#### WHAT YOU SHOULD DO:
In the listing below, locate the line containing "in: indicate the hillside, one point each." and the line containing "in: indicate the horse tail, one point each.". Output both of them and every line between, exactly as written, and nothing more.

#### RECORD SET:
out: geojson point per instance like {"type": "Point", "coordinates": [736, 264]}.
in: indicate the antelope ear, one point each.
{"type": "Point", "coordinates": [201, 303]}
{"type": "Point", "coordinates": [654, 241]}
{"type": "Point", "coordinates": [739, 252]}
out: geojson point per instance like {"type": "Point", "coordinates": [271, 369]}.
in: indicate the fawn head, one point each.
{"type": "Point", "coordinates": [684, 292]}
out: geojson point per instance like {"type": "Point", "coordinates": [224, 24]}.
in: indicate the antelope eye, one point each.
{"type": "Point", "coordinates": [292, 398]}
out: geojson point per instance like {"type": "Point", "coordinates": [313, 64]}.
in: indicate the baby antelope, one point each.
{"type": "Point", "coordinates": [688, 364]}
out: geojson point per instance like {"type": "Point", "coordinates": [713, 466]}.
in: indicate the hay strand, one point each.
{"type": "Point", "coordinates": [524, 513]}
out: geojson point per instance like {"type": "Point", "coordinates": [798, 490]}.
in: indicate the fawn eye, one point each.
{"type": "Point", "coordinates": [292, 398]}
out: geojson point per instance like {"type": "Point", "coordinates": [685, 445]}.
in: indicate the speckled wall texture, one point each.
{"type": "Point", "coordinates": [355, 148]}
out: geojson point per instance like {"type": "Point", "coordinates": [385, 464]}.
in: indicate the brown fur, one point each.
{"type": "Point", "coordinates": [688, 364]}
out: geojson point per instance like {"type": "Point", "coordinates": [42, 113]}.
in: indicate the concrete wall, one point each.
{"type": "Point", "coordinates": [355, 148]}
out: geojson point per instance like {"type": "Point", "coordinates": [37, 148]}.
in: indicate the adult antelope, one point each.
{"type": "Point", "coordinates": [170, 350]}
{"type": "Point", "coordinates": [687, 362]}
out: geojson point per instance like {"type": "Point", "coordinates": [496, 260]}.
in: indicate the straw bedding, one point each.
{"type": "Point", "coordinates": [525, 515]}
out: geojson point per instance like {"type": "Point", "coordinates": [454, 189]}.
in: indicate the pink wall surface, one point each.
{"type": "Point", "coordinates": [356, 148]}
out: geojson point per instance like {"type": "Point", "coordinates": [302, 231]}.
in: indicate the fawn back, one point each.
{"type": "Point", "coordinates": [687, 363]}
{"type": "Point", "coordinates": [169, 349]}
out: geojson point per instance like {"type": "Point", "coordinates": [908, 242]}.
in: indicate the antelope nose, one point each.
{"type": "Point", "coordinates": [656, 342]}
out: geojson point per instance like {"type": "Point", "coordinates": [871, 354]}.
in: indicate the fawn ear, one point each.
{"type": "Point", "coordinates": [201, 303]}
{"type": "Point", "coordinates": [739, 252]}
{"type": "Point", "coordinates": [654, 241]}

* * *

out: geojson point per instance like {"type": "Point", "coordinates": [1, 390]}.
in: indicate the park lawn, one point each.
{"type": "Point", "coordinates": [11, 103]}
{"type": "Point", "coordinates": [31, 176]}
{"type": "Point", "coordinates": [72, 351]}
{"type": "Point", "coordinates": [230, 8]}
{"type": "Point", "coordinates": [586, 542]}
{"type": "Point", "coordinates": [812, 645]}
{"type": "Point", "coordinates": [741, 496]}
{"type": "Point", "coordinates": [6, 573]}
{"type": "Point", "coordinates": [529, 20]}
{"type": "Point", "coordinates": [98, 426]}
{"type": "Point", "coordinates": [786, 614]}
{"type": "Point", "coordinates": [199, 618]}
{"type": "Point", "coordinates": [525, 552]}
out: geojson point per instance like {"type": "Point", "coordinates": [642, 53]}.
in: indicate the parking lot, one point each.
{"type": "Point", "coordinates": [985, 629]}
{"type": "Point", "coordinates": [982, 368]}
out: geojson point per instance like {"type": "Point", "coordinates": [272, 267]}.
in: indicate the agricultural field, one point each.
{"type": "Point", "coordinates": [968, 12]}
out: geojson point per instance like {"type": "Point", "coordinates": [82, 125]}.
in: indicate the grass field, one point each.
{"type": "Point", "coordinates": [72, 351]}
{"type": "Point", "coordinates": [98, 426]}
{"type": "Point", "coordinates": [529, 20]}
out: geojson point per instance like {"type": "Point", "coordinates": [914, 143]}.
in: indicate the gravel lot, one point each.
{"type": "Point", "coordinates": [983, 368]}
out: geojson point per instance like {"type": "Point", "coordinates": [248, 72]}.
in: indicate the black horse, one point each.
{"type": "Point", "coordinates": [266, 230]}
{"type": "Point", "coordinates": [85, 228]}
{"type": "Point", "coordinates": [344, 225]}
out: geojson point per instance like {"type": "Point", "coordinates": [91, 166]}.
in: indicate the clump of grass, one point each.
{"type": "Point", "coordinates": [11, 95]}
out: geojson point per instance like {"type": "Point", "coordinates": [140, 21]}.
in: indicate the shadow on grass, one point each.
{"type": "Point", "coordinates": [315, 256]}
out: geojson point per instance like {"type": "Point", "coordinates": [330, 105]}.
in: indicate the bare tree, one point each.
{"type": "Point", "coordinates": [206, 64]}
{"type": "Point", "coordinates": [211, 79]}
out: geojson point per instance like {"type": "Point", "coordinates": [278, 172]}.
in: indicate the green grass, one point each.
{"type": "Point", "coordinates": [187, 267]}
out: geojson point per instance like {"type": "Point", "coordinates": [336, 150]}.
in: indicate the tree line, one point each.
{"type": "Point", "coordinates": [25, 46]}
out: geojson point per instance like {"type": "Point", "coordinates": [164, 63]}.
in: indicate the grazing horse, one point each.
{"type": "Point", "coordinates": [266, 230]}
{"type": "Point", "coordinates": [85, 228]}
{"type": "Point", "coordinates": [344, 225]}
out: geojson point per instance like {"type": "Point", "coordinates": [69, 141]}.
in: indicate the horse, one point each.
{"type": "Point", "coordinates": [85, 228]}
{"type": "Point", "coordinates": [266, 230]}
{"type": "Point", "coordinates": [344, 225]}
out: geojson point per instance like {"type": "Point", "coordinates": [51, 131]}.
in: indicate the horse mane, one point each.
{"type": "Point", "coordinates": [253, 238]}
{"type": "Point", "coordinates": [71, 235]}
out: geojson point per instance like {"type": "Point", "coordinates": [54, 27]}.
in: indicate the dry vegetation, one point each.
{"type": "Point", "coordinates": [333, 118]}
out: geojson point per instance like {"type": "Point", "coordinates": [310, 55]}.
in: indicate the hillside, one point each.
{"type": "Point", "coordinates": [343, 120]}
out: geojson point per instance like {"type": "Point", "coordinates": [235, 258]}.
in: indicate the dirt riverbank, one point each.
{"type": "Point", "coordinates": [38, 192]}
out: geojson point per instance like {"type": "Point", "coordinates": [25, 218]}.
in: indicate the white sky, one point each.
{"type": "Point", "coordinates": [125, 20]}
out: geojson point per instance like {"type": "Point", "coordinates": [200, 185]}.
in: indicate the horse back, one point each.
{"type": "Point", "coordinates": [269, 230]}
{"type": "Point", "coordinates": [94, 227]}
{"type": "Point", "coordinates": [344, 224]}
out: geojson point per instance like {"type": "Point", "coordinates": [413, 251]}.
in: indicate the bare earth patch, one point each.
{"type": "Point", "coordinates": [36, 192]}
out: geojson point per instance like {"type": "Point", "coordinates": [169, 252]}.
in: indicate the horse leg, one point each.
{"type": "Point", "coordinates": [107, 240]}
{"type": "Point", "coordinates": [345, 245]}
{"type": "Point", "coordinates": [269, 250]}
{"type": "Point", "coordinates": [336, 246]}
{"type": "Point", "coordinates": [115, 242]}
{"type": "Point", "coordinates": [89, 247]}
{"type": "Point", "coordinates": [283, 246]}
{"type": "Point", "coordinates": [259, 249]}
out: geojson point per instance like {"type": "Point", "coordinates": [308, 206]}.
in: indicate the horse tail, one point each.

==

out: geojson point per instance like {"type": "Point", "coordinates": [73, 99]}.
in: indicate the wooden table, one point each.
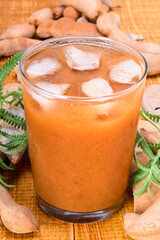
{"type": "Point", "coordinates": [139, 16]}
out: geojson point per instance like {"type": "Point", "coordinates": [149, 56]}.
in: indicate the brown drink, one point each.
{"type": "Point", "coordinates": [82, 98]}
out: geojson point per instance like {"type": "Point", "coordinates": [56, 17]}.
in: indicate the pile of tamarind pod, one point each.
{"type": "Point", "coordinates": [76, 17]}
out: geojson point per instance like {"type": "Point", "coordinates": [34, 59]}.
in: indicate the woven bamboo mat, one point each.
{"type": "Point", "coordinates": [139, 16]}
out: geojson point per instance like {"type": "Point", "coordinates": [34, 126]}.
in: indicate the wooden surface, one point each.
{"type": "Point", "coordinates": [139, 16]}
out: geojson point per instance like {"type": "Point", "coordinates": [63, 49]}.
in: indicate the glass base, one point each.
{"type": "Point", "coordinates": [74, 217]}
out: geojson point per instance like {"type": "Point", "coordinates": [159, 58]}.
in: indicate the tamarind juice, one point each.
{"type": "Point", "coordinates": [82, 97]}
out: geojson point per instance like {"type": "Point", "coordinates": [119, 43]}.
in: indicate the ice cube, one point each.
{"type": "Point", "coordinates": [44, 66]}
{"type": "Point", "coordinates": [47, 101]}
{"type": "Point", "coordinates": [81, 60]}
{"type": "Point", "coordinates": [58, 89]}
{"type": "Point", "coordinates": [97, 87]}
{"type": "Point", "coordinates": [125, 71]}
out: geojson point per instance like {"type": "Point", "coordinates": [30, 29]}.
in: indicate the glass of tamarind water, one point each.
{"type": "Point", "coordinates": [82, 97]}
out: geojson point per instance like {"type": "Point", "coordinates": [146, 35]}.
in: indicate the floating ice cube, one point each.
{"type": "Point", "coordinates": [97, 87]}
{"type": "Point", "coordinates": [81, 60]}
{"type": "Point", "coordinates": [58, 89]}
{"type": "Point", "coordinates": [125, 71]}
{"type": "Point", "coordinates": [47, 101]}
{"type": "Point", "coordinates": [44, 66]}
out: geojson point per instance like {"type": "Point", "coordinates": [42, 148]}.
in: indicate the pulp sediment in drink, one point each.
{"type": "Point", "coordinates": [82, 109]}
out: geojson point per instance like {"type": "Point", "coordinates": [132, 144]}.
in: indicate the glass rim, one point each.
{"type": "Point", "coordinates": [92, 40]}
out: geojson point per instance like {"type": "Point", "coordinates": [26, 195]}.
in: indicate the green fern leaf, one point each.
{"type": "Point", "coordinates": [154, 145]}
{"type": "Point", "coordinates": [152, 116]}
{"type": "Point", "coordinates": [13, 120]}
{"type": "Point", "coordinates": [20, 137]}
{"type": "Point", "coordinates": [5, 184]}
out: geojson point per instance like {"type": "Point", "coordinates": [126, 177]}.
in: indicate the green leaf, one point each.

#### EXERCISE ANSWER:
in: indicate the hillside, one point each.
{"type": "Point", "coordinates": [343, 120]}
out: geojson point per instance like {"type": "Point", "coordinates": [235, 258]}.
in: indicate the dirt riverbank, one point each.
{"type": "Point", "coordinates": [38, 192]}
out: geojson point per instance like {"type": "Point", "coordinates": [25, 218]}.
in: indicate the white sky, one point each.
{"type": "Point", "coordinates": [125, 20]}
out: geojson point per instance like {"type": "Point", "coordinates": [200, 185]}.
in: indicate the horse back, one point each.
{"type": "Point", "coordinates": [269, 230]}
{"type": "Point", "coordinates": [94, 227]}
{"type": "Point", "coordinates": [344, 224]}
out: geojson point per instance like {"type": "Point", "coordinates": [413, 251]}.
in: indicate the bare earth patch, one point each.
{"type": "Point", "coordinates": [36, 192]}
out: geojson point per instance like {"type": "Point", "coordinates": [169, 252]}.
in: indicate the horse leg, one point each.
{"type": "Point", "coordinates": [107, 240]}
{"type": "Point", "coordinates": [345, 245]}
{"type": "Point", "coordinates": [269, 250]}
{"type": "Point", "coordinates": [336, 246]}
{"type": "Point", "coordinates": [115, 242]}
{"type": "Point", "coordinates": [89, 247]}
{"type": "Point", "coordinates": [283, 246]}
{"type": "Point", "coordinates": [259, 249]}
out: geojson point per instance like {"type": "Point", "coordinates": [308, 206]}.
in: indicate the horse tail, one point each.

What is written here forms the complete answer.